- WHAT IS NEEDED
Answer these questions from the text on circadian rhythms:
(a) Which two obvious changes in modern lifestyles does the opening sentence say spring to mind?
(b) What other name does the text give for a circadian rhythm?
(c) Which external cues does the text say modulate circadian rhythms?

- EXCERPT PROVIDED
>>>>
When considering how our modern lifestyles have departed from
those of our ancestors (and the problems that arise from these mismatches) the
obvious candidates such as diet and daily activities spring to mind, but
another significant change that us modern humans are struggling to deal with is
the changes/disruptions to our daily cycle, or circadian rhythm.
What is a Circadian Rhythm?
A circadian rhythm is a cycle in the physiological processes of
living beings (also known as the sleep/wake cycle), plants, animals, fungi and even
cyanobacteria all have a circadian rhythm. Our rhythm is as old (if not older)
than our species and is hard wired into our biological systems and as such we
can’t directly control it (although it can be influenced). Circadian rhythms
are controlled by hormones, although they are modulated by external cues such
as sunlight and temperature. Circadian rhythms are important in determining the
sleeping and feeding patterns of all animals and there are clear patterns of
brain wave activity, hormone production, cell regeneration and other biological
activities that are all linked to this cycle.
What sets the rhythm?
<<<<
- PROVIDED MATERIAL
>>>>
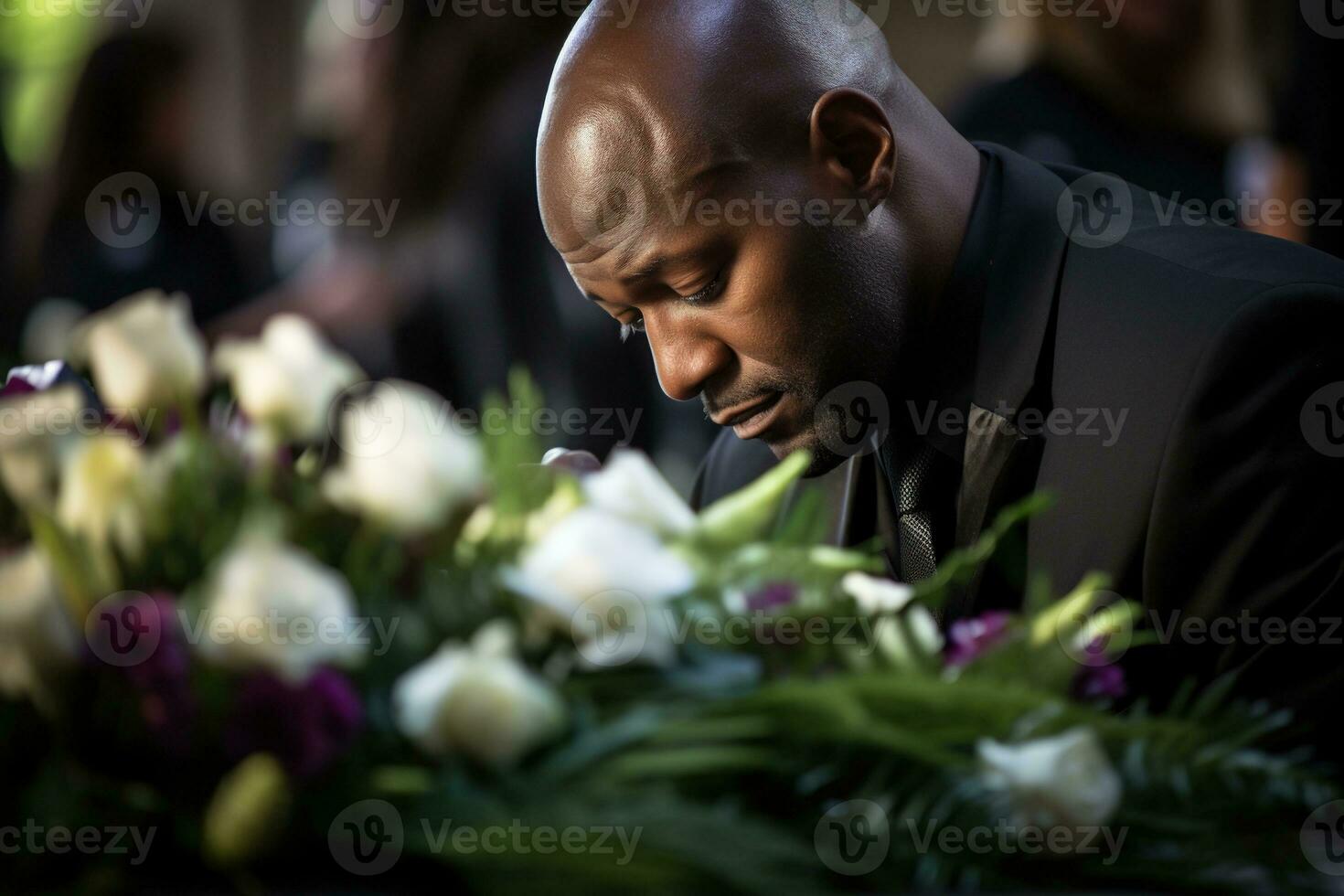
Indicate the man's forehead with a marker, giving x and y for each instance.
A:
(615, 187)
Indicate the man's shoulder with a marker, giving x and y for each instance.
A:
(1169, 288)
(1191, 252)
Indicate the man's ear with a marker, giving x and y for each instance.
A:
(851, 139)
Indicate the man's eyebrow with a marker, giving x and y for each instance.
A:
(657, 263)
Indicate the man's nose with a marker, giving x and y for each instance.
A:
(684, 357)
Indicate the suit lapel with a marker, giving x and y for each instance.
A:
(1015, 357)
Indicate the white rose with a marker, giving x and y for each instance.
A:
(37, 635)
(877, 595)
(632, 488)
(271, 606)
(288, 379)
(102, 493)
(477, 700)
(910, 641)
(1057, 781)
(144, 352)
(403, 464)
(593, 571)
(37, 432)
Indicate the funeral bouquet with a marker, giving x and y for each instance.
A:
(265, 624)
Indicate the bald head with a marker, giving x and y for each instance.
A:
(664, 89)
(723, 176)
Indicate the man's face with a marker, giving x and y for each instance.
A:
(754, 292)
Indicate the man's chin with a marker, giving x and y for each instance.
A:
(823, 458)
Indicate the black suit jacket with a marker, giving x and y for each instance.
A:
(1220, 501)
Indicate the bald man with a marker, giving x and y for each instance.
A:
(812, 251)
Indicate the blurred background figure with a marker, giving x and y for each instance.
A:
(436, 125)
(1158, 91)
(1309, 128)
(128, 116)
(438, 269)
<<<<
- SOLVED EXERCISE
(a) Diet and daily activities.
(b) The sleep/wake cycle.
(c) Sunlight and temperature.